--- start of MATERIAL FOR THE TASK ---
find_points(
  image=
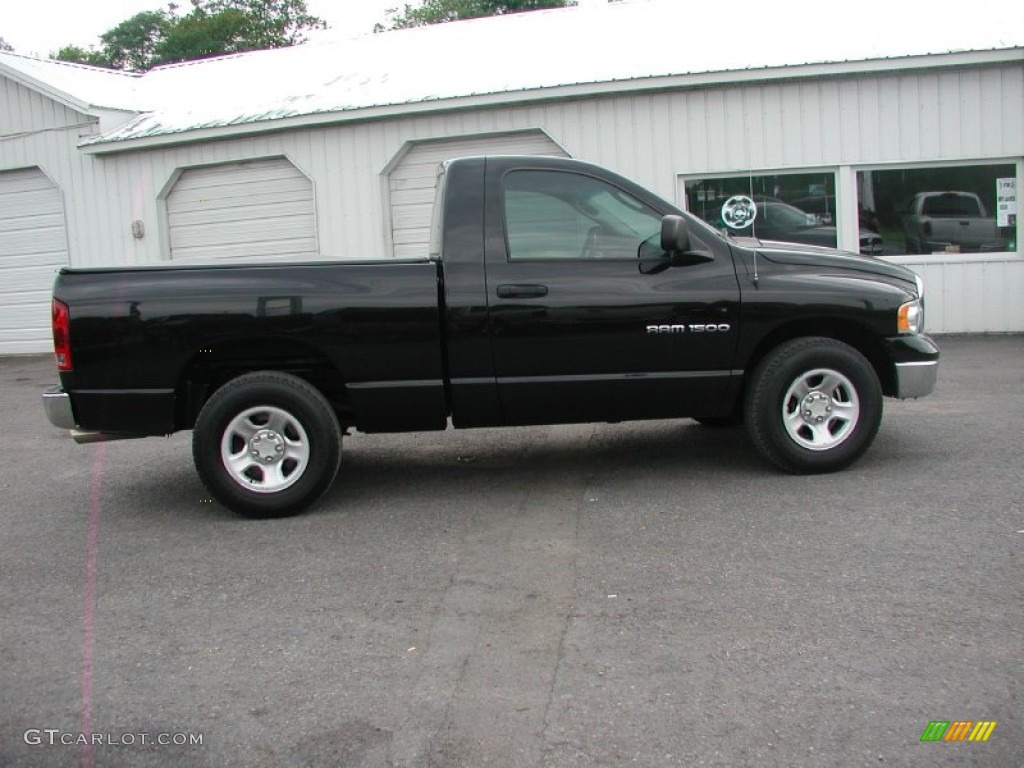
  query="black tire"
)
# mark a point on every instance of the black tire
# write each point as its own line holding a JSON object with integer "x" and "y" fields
{"x": 829, "y": 383}
{"x": 267, "y": 417}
--- end of MATERIAL FOR THE TASK ---
:: YOUR OBJECTIVE ::
Retype the records line for line, leaving out the pictures.

:: EXERCISE RESULT ::
find_points(
  image=
  query="black tire"
)
# mark a point on every instance of the black tire
# write each point as its own line holding a JSON object with integer "x" and "y" fields
{"x": 829, "y": 383}
{"x": 267, "y": 417}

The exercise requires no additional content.